• Written problem: Rewrite the records below with every "instance" replaced by "occurrence", keeping everything else unchanged.

****************************************

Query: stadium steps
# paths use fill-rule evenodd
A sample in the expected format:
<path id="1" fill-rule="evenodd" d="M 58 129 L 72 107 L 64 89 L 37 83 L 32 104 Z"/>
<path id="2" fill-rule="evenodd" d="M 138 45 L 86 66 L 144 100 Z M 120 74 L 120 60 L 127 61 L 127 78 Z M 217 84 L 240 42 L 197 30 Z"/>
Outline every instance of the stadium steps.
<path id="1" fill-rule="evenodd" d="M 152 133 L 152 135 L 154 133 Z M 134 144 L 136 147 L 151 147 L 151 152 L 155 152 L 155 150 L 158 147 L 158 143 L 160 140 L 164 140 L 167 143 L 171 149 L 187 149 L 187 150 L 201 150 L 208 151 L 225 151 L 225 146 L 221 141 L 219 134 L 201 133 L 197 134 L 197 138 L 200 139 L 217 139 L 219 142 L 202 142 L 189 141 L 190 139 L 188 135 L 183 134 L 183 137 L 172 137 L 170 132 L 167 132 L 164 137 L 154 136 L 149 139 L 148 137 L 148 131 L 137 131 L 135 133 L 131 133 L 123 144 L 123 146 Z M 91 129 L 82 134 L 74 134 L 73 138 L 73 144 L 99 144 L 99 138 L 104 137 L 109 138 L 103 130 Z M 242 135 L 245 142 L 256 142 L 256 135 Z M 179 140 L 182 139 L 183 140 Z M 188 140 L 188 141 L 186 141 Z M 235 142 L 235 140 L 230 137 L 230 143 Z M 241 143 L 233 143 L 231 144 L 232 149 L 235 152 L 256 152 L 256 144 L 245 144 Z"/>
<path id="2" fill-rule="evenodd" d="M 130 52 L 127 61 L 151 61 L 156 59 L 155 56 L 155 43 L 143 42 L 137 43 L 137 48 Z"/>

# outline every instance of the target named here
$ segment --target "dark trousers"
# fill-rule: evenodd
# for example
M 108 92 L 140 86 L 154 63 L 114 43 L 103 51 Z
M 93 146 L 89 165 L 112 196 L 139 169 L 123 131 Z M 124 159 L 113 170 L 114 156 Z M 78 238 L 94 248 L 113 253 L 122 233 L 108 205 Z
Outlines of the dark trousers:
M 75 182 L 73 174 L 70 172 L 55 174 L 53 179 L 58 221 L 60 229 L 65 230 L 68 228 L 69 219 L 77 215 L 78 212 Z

****************************************

• Final result:
Query: stadium steps
# paths use fill-rule evenodd
A sample in the expected format:
<path id="1" fill-rule="evenodd" d="M 58 129 L 72 107 L 64 89 L 37 83 L 32 104 Z"/>
<path id="2" fill-rule="evenodd" d="M 138 45 L 86 66 L 144 100 Z M 120 74 L 120 60 L 127 61 L 127 78 Z M 217 84 L 240 42 L 197 30 Z"/>
Outline every occurrence of the stadium steps.
<path id="1" fill-rule="evenodd" d="M 152 133 L 152 135 L 154 133 Z M 134 144 L 136 147 L 151 147 L 151 152 L 155 152 L 155 150 L 158 147 L 158 143 L 160 140 L 164 140 L 167 143 L 171 149 L 187 149 L 187 150 L 201 150 L 208 151 L 225 151 L 225 146 L 221 141 L 219 134 L 201 133 L 197 134 L 197 138 L 200 139 L 217 139 L 219 142 L 202 142 L 189 141 L 190 139 L 188 135 L 183 134 L 183 137 L 172 137 L 170 132 L 167 132 L 164 137 L 154 136 L 149 139 L 148 137 L 148 131 L 137 131 L 135 133 L 131 133 L 123 144 L 123 146 Z M 91 129 L 82 134 L 74 134 L 73 138 L 73 144 L 99 144 L 99 138 L 104 137 L 109 138 L 103 130 Z M 242 135 L 245 142 L 256 142 L 256 135 Z M 179 140 L 182 139 L 183 140 Z M 188 140 L 188 141 L 186 141 Z M 235 142 L 235 140 L 230 137 L 230 143 Z M 241 143 L 233 143 L 231 144 L 232 149 L 235 152 L 256 152 L 256 144 L 245 144 Z"/>
<path id="2" fill-rule="evenodd" d="M 130 52 L 127 61 L 151 61 L 156 59 L 155 56 L 155 43 L 143 42 L 137 43 L 137 48 Z"/>

# outline every occurrence of the target named here
$ segment --target "dark trousers"
# fill-rule: evenodd
# for example
M 108 92 L 140 86 L 154 63 L 114 43 L 103 51 Z
M 93 146 L 89 165 L 112 196 L 139 169 L 123 131 Z M 124 159 L 113 170 L 114 156 Z M 78 238 L 94 248 L 113 253 L 122 233 L 108 205 Z
Outlines of the dark trousers:
M 75 182 L 73 174 L 70 172 L 55 174 L 53 179 L 58 221 L 60 229 L 65 230 L 68 228 L 69 219 L 77 215 L 78 212 Z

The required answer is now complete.